▶ _Selected excerpt_:
For Yoder and those closest to him, this convergence of events in Kansas and Indiana must have been a dark time. But some among his friends saw an opening they hoped would provide for reconciliation and healing. Five days after the front-page student newspaper article Yoder Disinvited to Conference appeared at Bethel, Miller and fellow seminarians gathered to speak with students and staff in Elkhart about the new revelations regarding Yoder’s past. Koontz, present at that meeting, , expressed resolve to use the moment for good. I, at least, believe, he said, the time has come to stop having everyone learn about these matters indirectly. …We have been disempowered, and cut off from one another, by not being able to talk directly with one another. …Today it will start coming out of the closet here. I am convinced it will be healthy, though it will not be easy.33

Pursuing Peace: Agitation at Eastern Mennonite University

Bethel College’s very public decision to disinvite Yoder from the conference on nonviolence had ramifications for the next several years. In 1993, at Calvin College, a Christian Reformed Church-affiliated school in Michigan, officials announced that Yoder, whom they had earlier designated as a keynote speaker for a conference later that year, would no longer appear, adding that the theologian took pains to assure we knew about his ongoing, Mennonite-led disciplinary process for sexual misconduct.34 Meanwhile, Yoder continued to work at the University of Notre Dame and to complete scholarly projects. His associations with Mennonite institutions were strained, as leaders within IMMC implemented new denominational protocols for addressing sexual misconduct by ordained leaders. During his four-year accountability process with conference representatives, nearly all Mennonite institutions – colleges, mission agencies, publication boards –disassociated themselves from him, expecting eventual resolution of his status as churchman.35

In mid-1996, IMMC officials announced that the disciplinary process with Yoder was over, and their press release encouraged the church to use his gifts of writing and teaching.36 Although some who had closely followed the process were disappointed that the press release made no reference to victims, no financial restitution was offered, and Yoder had issued no statement of apology, others interpreted the statement as a nudge to extend a welcoming gesture. Among the new invitations that Yoder subsequently received was one from Eastern Mennonite University (EMU) in Harrisonburg, Virginia.

Raw records:
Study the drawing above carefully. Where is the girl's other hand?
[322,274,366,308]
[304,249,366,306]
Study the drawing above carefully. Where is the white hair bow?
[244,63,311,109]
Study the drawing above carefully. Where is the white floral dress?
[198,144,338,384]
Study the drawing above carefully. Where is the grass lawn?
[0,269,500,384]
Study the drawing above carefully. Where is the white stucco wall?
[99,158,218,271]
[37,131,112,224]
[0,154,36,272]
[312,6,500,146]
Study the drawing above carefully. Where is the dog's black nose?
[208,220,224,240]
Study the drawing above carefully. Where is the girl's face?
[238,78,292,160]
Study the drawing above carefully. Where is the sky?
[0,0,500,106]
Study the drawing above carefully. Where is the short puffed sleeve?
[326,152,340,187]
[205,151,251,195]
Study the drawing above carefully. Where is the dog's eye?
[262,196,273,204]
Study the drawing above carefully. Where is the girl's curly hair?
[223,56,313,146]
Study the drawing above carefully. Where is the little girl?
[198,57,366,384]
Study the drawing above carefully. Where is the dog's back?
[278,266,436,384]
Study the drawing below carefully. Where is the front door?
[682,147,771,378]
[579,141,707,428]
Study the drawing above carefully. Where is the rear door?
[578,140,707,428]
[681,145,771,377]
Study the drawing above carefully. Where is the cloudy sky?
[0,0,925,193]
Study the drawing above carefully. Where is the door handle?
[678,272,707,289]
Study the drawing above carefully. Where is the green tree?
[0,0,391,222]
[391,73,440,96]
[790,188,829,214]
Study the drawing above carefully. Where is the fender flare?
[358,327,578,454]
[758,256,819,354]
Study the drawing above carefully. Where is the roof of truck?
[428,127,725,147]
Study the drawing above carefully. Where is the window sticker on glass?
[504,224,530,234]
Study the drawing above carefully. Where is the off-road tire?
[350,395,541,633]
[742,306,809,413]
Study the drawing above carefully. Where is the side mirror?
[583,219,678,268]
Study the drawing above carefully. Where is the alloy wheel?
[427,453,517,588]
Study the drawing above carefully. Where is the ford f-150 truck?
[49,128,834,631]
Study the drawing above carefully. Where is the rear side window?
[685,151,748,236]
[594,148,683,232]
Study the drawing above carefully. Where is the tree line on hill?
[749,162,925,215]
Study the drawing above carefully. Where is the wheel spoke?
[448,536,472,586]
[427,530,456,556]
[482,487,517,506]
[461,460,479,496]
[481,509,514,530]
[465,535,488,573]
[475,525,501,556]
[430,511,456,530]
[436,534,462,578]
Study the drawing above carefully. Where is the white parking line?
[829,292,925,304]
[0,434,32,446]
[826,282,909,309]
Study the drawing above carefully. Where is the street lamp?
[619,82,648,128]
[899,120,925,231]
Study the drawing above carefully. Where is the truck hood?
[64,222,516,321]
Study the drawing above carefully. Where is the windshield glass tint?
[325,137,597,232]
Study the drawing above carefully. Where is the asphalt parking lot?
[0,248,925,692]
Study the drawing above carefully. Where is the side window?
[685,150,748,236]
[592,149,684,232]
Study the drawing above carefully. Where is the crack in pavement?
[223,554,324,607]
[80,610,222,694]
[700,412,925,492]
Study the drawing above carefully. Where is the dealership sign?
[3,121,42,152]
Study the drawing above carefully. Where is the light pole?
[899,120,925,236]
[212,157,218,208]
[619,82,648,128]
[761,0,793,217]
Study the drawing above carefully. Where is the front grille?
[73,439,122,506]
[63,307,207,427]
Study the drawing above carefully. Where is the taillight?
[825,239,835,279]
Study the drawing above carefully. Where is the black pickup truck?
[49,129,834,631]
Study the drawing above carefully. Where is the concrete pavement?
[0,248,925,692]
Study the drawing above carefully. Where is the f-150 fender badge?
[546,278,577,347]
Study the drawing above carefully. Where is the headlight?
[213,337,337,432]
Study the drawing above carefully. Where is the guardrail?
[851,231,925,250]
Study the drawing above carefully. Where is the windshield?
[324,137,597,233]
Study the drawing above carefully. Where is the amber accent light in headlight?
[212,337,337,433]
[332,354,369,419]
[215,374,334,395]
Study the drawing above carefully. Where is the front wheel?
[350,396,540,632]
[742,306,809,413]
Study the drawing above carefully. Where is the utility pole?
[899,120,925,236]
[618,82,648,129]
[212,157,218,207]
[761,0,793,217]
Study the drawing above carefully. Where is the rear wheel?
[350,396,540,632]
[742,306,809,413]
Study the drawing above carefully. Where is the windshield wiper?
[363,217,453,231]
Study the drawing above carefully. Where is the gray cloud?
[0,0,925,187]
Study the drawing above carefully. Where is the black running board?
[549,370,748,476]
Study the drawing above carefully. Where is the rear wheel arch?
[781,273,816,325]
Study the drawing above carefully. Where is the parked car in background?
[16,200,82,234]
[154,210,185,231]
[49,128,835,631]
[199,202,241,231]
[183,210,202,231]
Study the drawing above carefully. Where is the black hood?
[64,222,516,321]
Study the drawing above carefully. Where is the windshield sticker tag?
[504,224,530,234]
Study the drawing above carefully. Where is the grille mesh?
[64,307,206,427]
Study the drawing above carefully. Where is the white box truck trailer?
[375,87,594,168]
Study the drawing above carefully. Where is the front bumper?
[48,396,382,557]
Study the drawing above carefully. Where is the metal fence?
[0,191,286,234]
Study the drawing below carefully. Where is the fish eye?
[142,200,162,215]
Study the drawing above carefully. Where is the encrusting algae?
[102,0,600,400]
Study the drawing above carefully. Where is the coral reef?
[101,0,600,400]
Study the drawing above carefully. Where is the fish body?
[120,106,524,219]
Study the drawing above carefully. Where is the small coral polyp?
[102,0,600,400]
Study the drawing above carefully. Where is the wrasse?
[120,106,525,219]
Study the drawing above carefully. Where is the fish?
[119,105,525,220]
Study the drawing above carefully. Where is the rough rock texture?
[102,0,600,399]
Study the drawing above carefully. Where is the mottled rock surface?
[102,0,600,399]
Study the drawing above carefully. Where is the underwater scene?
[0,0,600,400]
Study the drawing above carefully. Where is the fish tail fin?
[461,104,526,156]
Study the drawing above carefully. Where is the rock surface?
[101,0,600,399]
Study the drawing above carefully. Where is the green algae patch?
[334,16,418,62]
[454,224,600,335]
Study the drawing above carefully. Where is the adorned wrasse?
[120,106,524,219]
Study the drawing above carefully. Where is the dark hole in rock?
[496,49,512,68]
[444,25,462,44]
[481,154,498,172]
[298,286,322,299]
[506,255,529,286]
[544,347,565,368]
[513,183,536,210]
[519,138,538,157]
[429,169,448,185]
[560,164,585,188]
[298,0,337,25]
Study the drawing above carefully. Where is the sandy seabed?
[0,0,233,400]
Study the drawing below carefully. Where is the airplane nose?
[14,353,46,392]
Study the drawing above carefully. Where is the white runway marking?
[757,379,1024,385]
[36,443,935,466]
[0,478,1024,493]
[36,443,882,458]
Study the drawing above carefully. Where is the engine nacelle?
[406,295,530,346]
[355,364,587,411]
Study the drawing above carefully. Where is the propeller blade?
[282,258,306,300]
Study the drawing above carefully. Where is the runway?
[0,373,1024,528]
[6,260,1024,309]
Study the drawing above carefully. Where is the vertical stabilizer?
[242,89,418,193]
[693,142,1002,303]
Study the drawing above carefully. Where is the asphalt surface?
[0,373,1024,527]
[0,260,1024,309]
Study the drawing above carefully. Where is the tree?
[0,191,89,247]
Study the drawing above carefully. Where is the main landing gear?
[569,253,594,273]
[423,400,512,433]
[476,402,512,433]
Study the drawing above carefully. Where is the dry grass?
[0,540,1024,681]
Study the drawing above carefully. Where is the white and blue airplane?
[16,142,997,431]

▶ _Directives_:
1. In the passage on Yoder's disciplinary process, starting at "In mid-1996, IMMC" and ending at "in Harrisonburg, Virginia.", switch "press release" to "public statement" and write out that stretch.
2. Carry the passage on Yoder's disciplinary process forward from its final sentence.

▶ _Written responses_:
1.
In mid-1996, IMMC officials announced that the disciplinary process with Yoder was over, and their public statement encouraged the church to use his gifts of writing and teaching.36 Although some who had closely followed the process were disappointed that the public statement made no reference to victims, no financial restitution was offered, and Yoder had issued no statement of apology, others interpreted the statement as a nudge to extend a welcoming gesture. Among the new invitations that Yoder subsequently received was one from Eastern Mennonite University (EMU) in Harrisonburg, Virginia.

2.
Just as leaders at Bethel in 1992 had been unaware of an earlier, unwritten ban at Goshen College, EMU administrators arranged for Yoder to headline a peace-themed conference not knowing that their actions would deeply offend some faculty and constituents. When Eastern Mennonite Seminary (EMS) announced plans for Yoder to teach a seminar on peace theology at its annual leadership training event, Pursuing Peace in the Congregation, EMU Professor of Theater Barbra Graber called on university colleagues to rescind the invitation. A close friend of two of Yoder’s victims, she pointed out that IMMC’s recent statement about Yoder had not included a statement of regret or apology: His actions have done untold harm to a large cross-section of women and their families in the church who are out there silently suffering the consequences. If he were an internationally acclaimed engineer it might be different, but he purports to be a peace theologian! I beg you to take an action that supports the title of your conference rather than mocks it.37 Graber added that she might organize public protests if Yoder came to campus.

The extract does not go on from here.